*Aim*
Copy the records below verbatim, starting at the line that contains "of the water" and continuing through the end of the records, including that first line.

* start Records for the task *

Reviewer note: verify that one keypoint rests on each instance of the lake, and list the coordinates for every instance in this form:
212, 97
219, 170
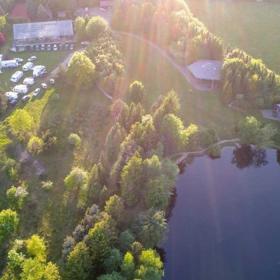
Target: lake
225, 224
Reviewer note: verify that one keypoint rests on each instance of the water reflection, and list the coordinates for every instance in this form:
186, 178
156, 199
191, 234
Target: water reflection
246, 155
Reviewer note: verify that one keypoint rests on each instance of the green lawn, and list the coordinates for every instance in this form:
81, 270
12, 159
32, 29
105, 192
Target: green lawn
251, 26
159, 77
49, 59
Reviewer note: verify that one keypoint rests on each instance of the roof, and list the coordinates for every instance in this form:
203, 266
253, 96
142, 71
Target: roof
20, 11
47, 29
206, 69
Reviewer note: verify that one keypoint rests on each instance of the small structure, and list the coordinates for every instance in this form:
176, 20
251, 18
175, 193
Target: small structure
207, 72
37, 36
19, 12
276, 110
105, 4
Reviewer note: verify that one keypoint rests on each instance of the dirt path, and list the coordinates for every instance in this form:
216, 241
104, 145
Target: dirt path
182, 70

* end Records for the task *

*Task answer*
Reviewer note: verify that one keypoint rests on each instance of the water reflection, and list the coordinates for every instance in this form:
186, 178
156, 199
191, 234
Target: water reflection
246, 155
Reviewer note: verify that one keypoint rests on each instance of the green lawn, and list the coordinates for every instance in this form:
81, 270
12, 159
32, 29
105, 192
Target: green lawn
251, 26
159, 77
49, 59
Reviewer note: verify that one keypoint rests on each instance of the roof, and list the coordinates for every instance in this form:
203, 266
253, 96
142, 71
Target: roof
20, 11
47, 29
206, 69
Reviewer note: verify that one keypoint rests on each instance of the small structure, and list the coordinates for every instance in this form:
176, 20
251, 18
175, 193
Target: small structure
207, 72
37, 36
19, 12
276, 110
105, 4
Reviewer note: verify that one keypoint rests on each instance of the dirt path, and list the coordinates for every instance in this form:
216, 241
104, 145
Target: dirt path
182, 70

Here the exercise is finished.